Stored data entries:
--- start ---
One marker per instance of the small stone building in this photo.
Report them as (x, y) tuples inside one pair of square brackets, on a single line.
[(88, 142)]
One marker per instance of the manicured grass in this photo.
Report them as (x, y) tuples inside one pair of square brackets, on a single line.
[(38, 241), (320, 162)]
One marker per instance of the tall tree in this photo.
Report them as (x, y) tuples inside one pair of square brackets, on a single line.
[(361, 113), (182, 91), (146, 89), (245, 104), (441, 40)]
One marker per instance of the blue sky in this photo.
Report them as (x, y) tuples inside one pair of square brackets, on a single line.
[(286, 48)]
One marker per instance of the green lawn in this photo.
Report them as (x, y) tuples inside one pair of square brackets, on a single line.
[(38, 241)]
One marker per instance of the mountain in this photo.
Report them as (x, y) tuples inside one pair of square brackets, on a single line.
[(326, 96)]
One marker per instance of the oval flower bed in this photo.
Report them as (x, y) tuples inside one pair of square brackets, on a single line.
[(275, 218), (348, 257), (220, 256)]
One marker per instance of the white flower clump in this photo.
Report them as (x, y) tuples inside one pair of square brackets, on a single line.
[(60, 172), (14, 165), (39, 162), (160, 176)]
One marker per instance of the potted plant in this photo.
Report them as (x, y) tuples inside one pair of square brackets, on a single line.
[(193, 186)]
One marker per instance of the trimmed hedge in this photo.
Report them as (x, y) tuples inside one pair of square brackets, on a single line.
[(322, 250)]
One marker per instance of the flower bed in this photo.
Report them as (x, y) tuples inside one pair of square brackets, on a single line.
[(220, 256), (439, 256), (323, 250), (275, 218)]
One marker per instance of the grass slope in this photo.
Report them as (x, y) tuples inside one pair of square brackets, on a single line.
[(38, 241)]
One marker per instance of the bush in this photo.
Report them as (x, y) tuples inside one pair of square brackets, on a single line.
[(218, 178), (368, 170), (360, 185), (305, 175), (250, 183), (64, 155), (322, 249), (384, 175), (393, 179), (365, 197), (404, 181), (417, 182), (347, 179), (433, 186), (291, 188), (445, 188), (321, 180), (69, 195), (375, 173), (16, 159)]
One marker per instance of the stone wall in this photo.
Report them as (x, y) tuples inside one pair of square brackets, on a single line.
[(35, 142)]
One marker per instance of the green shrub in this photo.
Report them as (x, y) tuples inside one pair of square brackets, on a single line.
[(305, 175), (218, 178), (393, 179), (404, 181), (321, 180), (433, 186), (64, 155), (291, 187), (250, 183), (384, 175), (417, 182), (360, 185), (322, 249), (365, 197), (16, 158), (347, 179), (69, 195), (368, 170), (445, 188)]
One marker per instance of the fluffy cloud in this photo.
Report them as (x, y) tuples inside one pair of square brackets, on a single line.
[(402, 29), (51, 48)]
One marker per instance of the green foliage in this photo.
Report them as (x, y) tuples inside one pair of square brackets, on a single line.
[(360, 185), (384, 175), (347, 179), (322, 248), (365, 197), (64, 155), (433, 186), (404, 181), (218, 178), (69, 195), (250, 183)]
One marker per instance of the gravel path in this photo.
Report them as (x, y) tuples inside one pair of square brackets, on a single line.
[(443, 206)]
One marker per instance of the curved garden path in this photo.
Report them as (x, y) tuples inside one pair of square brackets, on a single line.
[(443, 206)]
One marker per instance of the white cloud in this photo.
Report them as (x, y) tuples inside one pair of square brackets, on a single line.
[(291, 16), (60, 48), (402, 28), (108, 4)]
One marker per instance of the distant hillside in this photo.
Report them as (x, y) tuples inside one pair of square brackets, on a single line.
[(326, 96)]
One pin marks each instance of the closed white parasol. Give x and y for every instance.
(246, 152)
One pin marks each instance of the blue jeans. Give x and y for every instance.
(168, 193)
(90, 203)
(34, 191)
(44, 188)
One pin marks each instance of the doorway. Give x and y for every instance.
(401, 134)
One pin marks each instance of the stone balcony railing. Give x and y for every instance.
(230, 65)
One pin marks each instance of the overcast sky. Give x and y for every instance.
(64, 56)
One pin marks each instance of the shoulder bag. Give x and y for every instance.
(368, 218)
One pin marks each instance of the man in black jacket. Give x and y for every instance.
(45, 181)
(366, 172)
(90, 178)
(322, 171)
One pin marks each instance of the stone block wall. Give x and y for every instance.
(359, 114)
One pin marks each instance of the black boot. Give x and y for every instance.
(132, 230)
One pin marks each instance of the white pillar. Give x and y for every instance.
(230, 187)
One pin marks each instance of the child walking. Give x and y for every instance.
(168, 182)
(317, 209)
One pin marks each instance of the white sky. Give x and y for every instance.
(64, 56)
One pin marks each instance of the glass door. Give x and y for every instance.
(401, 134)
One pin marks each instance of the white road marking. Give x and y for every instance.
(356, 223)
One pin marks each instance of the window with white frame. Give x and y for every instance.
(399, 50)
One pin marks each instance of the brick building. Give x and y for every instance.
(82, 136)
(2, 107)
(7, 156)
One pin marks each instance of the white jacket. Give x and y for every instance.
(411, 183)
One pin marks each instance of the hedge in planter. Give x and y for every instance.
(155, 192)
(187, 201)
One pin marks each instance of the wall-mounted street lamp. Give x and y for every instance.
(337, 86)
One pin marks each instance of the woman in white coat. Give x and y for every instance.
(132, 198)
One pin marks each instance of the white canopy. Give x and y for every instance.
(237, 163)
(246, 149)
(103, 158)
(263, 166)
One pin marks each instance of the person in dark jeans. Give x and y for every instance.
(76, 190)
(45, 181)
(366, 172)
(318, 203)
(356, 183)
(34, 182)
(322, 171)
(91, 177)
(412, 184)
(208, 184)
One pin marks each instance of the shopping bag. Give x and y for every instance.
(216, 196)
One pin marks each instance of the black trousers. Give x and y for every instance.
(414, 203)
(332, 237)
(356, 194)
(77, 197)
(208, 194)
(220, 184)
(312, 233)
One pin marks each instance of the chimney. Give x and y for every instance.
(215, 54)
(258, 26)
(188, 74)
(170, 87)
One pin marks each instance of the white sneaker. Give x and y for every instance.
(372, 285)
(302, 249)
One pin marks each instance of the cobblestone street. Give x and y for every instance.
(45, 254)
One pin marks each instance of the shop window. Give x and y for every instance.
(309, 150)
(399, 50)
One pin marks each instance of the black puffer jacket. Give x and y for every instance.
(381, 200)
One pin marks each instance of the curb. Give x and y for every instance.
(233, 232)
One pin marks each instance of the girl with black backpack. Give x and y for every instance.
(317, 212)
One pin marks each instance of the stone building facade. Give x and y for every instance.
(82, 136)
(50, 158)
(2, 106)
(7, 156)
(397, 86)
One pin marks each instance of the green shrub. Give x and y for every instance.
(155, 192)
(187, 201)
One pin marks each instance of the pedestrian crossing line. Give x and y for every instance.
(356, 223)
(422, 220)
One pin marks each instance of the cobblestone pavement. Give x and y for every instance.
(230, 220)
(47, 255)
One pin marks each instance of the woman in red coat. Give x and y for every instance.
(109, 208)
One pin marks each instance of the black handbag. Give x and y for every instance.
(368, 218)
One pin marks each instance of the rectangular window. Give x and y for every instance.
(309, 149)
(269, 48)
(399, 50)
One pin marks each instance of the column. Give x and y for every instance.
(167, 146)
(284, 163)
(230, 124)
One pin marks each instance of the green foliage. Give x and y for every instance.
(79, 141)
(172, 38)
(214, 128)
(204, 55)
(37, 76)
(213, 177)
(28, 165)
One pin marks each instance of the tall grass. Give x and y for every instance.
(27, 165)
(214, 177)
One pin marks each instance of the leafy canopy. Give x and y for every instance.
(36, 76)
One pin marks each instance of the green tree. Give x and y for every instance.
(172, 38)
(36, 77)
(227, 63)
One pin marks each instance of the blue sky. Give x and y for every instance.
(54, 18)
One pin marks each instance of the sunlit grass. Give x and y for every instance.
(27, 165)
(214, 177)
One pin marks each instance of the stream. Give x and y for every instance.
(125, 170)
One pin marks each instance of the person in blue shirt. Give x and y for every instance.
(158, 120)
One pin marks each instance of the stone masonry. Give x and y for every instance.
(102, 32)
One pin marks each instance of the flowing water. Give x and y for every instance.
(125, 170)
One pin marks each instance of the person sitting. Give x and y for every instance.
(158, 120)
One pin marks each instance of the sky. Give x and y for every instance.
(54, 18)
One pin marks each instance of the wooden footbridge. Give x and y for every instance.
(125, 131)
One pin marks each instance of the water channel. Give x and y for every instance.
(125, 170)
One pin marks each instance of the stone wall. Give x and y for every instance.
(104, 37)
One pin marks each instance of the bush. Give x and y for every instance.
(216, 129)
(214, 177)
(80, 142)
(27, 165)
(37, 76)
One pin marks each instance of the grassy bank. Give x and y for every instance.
--- end ---
> _Objective_: Copy the stretch of rows from the start through the line containing "[(60, 172), (14, 165), (39, 162), (160, 176)]", changing "tuples" to "pairs" and leaving everything else unchanged.

> _Exercise output_:
One marker per instance of the small stone building in this photo.
Report them as (x, y) pairs inside one pair of square brackets, on a single line.
[(88, 142)]
One marker per instance of the manicured grass in this photo.
Report them as (x, y) pairs inside one pair of square brackets, on a single line.
[(38, 241), (320, 162)]
One marker per instance of the tall tree in this photo.
Report them as (x, y) pairs inside one pair of square brackets, on a single line.
[(361, 113), (182, 91), (146, 89), (245, 104), (441, 40)]
One marker per instance of the blue sky in this photo.
Report them as (x, y) pairs inside one pair of square brackets, on a single line.
[(286, 48)]
One marker per instance of the green lawn in this photo.
Report them as (x, y) pairs inside one pair of square brackets, on a single line.
[(38, 241)]
One marker per instance of the mountain in this photo.
Report them as (x, y) pairs inside one pair of square brackets, on a single line.
[(326, 96)]
One marker per instance of the oval flower bed in this photo.
Report them as (x, y) pairs inside one pair of square brackets, on a single line.
[(275, 218), (348, 257), (220, 256)]
One marker per instance of the white flower clump in this photo.
Report them as (x, y) pairs inside one pair of square brackets, on a single line.
[(60, 172), (14, 165), (39, 162), (160, 176)]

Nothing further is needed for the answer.